#### WHAT NEEDS TO BE DONE:
Write out the glioblastoma trial text from "To evaluate the" down to "therapeutic TMZ-induced lymphopenia.", keeping both ends and every word unchanged.

#### SELECTED TEXT:

——————

To evaluate if vaccinating adult patients with newly-diagnosed GBMs using CMV-DCs during recovery from therapeutic TMZ-induced lymphopenia with ALT in patients that are seropositive for CMV enhances the T-cell response.

To evaluate the safety of ALT with CMV pp65-activated T-cells in adult patients with newly-diagnosed GBMs during recovery from therapeutic TMZ-induced lymphopenia.

Inclusion Criteria: Age >18 years of age. GBM (WHO Grade IV) with definitive resection <4 weeks prior to leukapheresis with residual radiographic contrast enhancement on post-resection CT or MRI of <1 cm in maximal diameter in any axial plane. Karnofsky Performance Status (KPS ) of > 80% and a Curran Group status of I-IV. Exclusion Criteria: Radiographic or cytologic evidence of leptomeningeal or multicentric disease at any time prior to vaccination. Prior conventional anti-tumor therapy other than steroids, RT, or TMZ. Pregnant or need to breast feed during the study period (Negative b-HCG test required). Requirement for continuous corticosteroids above physiologic levels at time of first vaccination. Active infection requiring treatment or an unexplained febrile (> 101.5o F) illness. Known immunosuppressive disease or human immunodeficiency virus infection. Patients with unstable or severe intercurrent medical conditions such as severe heart or lung disease. Allergic or unable to tolerate TMZ for reasons other than lymphopenia. Patients with previous inguinal lymph node dissection.

Reap EA, Suryadevara CM, Batich KA, Sanchez-Perez L, Archer GE, Schmittling RJ, Norberg PK, Herndon JE 2nd, Healy P, Congdon KL, Gedeon PC, Campbell OC, Swartz AM, Riccione KA, Yi JS, Hossain-Ibrahim MK, Saraswathula A, Nair SK, Dunn-Pirio AM, Broome TM, Weinhold KJ, Desjardins A, Vlahovic G, McLendon RE, Friedman AH, Friedman HS, Bigner DD, Fecci PE, Mitchell DA, Sampson JH. Dendritic Cells Enhance Polyfunctionality of Adoptively Transferred T Cells That Target Cytomegalovirus in Glioblastoma. Cancer Res. 2018 Jan 1;78(1):256-264. doi: 10.1158/0008-5472.CAN-17-0469. Epub 2017 Nov 1.

——————

#### STORED DATA:
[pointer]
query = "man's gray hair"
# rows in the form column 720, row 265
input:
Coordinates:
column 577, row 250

——————

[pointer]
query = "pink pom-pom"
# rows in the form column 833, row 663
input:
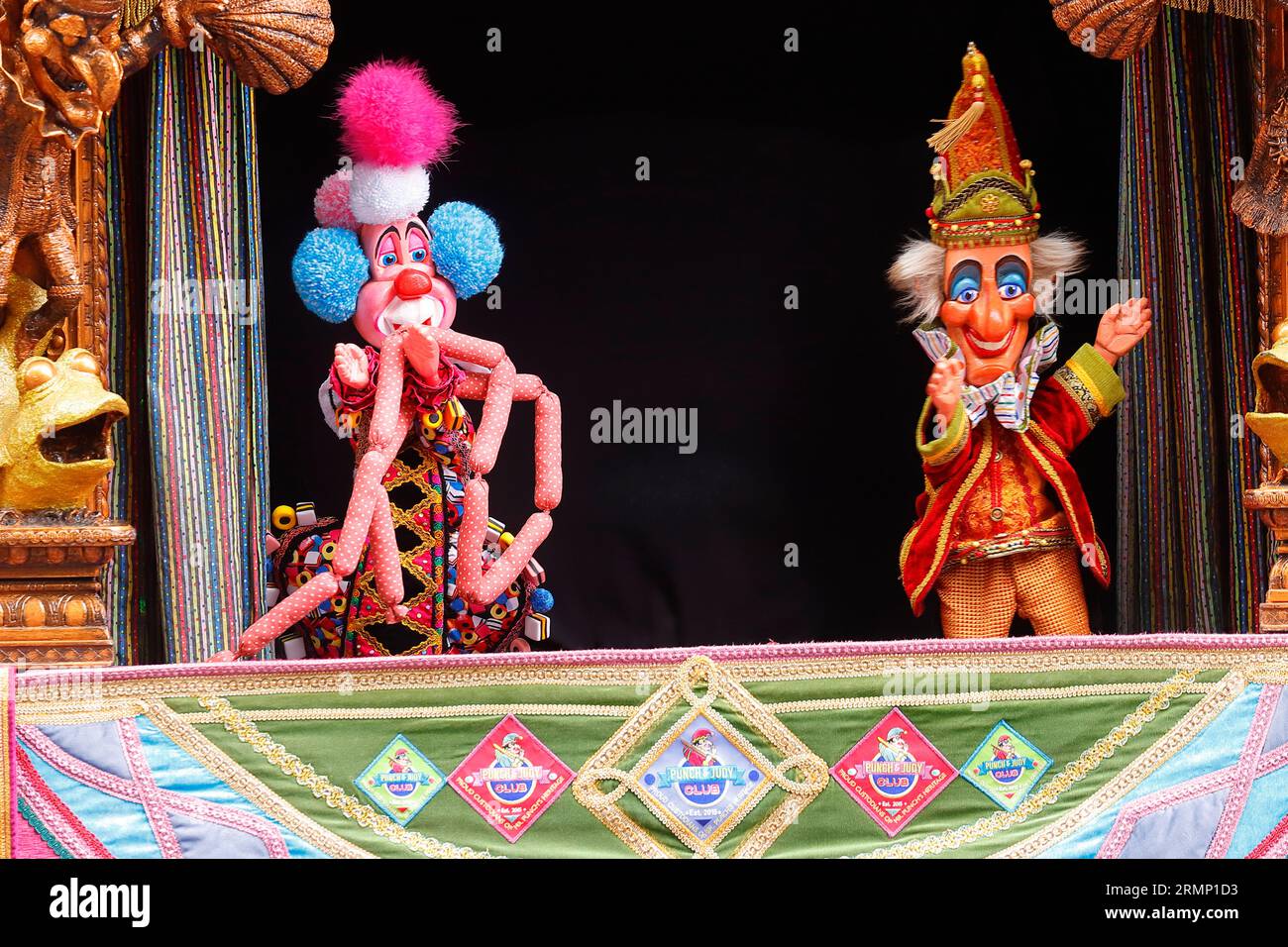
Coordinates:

——————

#### FINAL ANSWER:
To evaluate the safety of ALT with CMV pp65-activated T-cells in adult patients with newly-diagnosed GBMs during recovery from therapeutic TMZ-induced lymphopenia.